— Start of DATA TO USE —

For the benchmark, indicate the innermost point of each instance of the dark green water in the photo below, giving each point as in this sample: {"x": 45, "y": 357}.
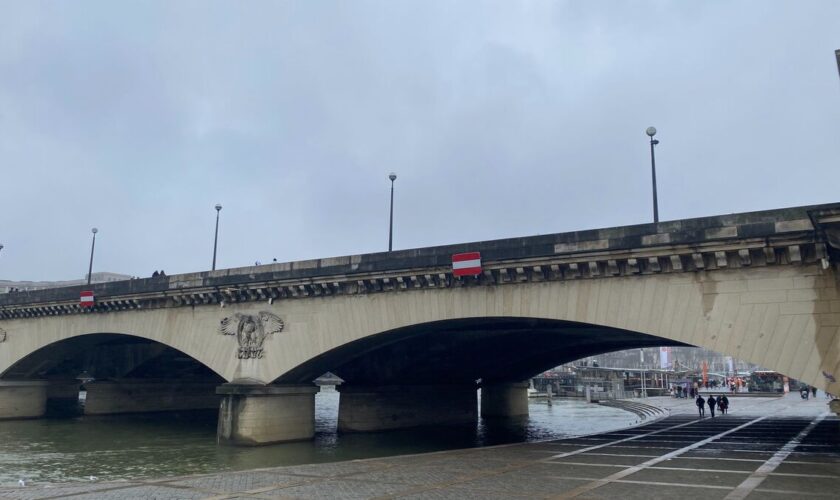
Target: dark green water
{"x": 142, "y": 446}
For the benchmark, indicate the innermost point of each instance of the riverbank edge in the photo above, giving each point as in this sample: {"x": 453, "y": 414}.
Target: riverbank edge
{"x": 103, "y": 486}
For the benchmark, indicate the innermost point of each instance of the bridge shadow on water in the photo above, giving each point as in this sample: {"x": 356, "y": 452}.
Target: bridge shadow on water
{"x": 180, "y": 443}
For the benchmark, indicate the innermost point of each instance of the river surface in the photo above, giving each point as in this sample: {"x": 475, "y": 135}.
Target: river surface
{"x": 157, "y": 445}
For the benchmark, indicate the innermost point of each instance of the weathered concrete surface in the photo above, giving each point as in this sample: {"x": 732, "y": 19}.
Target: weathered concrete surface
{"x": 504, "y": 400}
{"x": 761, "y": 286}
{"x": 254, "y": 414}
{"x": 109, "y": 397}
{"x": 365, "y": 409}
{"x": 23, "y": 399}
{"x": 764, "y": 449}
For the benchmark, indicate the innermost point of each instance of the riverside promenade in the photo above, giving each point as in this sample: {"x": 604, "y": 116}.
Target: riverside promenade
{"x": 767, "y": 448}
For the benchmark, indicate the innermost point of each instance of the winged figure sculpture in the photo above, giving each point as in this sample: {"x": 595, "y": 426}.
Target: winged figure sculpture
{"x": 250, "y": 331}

— End of DATA TO USE —
— Start of DATA TO USE —

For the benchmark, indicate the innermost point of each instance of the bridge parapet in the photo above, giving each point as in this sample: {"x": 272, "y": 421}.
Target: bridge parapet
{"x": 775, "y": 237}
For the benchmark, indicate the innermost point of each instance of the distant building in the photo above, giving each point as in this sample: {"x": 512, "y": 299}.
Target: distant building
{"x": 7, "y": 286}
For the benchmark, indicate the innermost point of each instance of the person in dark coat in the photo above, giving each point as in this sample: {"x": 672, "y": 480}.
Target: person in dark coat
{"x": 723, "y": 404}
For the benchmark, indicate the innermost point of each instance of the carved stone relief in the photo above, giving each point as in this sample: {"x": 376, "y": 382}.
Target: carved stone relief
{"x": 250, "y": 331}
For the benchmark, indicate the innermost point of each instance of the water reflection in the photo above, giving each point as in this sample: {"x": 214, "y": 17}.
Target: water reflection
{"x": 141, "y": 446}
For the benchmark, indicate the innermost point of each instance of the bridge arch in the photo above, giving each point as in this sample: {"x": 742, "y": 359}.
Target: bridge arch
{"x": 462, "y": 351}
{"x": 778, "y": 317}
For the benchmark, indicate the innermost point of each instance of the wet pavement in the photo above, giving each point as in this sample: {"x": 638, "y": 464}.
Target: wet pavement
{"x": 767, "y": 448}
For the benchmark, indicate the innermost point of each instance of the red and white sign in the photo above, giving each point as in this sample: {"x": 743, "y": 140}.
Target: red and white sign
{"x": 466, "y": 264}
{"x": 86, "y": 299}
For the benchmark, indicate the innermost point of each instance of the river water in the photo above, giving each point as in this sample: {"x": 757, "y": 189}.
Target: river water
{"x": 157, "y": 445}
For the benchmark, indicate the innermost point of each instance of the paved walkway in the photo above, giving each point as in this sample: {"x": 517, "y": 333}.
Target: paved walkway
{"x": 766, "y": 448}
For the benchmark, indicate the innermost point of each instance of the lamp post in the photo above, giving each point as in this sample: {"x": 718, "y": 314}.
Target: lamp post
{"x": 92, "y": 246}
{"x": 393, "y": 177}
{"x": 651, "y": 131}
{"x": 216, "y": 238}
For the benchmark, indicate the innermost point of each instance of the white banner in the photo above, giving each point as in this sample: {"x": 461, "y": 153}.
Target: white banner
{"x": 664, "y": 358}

— End of DATA TO USE —
— Start of DATA TO USE —

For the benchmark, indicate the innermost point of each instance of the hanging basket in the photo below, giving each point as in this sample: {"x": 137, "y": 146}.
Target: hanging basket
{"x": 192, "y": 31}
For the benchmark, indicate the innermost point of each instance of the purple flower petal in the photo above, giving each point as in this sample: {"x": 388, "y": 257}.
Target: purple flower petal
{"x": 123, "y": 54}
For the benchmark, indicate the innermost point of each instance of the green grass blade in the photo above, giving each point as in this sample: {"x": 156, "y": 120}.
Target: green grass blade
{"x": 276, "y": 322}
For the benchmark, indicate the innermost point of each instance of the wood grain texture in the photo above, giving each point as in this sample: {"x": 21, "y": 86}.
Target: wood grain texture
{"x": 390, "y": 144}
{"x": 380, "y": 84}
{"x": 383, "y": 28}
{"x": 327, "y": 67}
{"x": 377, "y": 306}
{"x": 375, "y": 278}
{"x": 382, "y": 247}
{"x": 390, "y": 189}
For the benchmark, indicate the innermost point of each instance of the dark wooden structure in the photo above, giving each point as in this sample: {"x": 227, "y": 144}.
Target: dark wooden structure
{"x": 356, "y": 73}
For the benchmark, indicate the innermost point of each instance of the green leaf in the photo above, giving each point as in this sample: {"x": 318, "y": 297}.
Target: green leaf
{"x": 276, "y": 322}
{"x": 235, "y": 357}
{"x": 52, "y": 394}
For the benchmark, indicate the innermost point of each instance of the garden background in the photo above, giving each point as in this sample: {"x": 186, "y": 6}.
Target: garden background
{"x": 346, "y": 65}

— End of DATA TO USE —

#### WHAT YOU WILL DO
Pick out each line in the material above that contains the word "arch" and copy those lines.

#### ANSWER TO THIS TASK
For the benchmark, indicate the innermost point of each instance of the bridge arch in the photo above, giving each point as in this sample: {"x": 742, "y": 359}.
Target: bridge arch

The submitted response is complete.